-------- Fragmento proporcionado

La cosa empieza mal conmigo porque directamente pasamos del mundo de la repostería al del circo, que para mí ha sido siempre un mundo muy poco atractivo. En cualquier caso, las localizaciones e invitados para los que se suele cocinar en este tipo de programas acostumbran a ser meros accesorios del conjunto y no deberían afectar a la percepción general del programa y procuro ignorarlo. Pese a todo, se ve que en este caso es importante todo lo que rodea a la receta, haciendo hincapié en la decoración, los comensales y desde dónde se verán las creaciones. Un elemento diferenciador con otros programas similares que hemos visto, que puede dotar de originalidad al programa y hacerlo algo más dinámico, distinto, pero que también puede distraernos del interés primigenio del formato: la cocina.
Me gusta que los concursantes tengan que ir a un supermercado real a hacer la compra. Pese a que soy fan total del supermercado propio de Masterchef, un paraíso de cualquier cocinillas casero, es buena cosa que tengamos la visión de la realidad de cómo las cosas se buscan y organizan en los lineales, de cómo pueden sustituirse unos productos por otros cuando no es temporada o alguien ha tenido una idea que, carrito en mano, no resulta ser tan fácil.

----------------
-------- Líneas de datos

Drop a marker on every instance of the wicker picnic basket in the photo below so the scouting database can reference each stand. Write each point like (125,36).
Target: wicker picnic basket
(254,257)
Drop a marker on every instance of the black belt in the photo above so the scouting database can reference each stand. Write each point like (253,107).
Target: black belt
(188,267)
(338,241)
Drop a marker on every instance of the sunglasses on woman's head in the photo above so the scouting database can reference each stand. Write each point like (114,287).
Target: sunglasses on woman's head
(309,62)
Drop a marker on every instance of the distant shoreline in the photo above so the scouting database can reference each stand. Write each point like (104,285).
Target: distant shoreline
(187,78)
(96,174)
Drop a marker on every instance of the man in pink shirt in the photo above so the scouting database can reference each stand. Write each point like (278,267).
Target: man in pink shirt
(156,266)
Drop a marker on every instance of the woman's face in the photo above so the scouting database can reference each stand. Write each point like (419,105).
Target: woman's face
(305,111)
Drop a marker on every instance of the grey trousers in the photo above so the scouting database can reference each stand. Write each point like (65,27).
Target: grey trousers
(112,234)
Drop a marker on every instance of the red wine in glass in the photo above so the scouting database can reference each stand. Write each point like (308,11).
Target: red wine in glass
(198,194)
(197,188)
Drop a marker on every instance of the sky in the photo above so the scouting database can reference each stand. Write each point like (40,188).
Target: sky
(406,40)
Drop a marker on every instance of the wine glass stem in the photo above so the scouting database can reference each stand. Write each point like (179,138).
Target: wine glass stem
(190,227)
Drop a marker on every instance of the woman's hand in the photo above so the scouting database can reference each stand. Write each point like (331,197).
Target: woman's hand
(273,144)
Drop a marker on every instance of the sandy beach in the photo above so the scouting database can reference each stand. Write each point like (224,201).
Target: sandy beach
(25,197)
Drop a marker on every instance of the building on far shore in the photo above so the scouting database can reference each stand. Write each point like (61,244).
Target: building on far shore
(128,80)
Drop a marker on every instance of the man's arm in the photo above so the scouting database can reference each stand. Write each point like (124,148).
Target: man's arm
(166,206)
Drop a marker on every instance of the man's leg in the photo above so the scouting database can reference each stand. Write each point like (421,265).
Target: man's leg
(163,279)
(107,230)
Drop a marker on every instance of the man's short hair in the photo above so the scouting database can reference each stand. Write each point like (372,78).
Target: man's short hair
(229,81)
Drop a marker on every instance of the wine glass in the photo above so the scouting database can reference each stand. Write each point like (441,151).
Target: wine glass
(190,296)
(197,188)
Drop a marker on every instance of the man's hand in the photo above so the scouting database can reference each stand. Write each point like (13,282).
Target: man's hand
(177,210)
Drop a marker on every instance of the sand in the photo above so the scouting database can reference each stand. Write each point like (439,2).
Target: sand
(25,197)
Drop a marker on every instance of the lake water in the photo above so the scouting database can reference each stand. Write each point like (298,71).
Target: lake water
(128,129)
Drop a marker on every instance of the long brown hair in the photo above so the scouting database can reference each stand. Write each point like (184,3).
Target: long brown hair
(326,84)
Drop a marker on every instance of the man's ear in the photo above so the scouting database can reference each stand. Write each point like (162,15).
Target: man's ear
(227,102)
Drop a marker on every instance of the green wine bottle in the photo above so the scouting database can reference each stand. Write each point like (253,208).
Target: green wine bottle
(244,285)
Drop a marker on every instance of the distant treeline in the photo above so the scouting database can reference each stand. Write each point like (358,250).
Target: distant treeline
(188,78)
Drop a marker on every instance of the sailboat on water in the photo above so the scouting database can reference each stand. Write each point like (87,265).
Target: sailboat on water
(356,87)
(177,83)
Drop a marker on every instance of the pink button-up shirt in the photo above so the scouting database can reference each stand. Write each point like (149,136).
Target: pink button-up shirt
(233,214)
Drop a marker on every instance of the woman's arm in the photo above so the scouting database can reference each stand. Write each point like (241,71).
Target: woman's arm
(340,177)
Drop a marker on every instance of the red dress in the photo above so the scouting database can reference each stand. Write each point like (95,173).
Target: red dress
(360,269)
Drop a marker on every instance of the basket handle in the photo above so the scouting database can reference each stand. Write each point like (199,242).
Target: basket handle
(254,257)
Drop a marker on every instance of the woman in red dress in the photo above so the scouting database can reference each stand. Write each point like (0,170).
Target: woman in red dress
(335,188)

----------------

Tarea 1: Según el fragmento, ¿a qué mundo se pasa directamente desde el de la repostería?
Tarea 2: Enumera los aspectos que rodean a la receta y en los que, según el fragmento, se hace hincapié en este caso.
Para responder, básate únicamente en el fragmento.

Respuesta 1: Al mundo del circo.

Respuesta 2: La decoración, los comensales y desde dónde se verán las creaciones.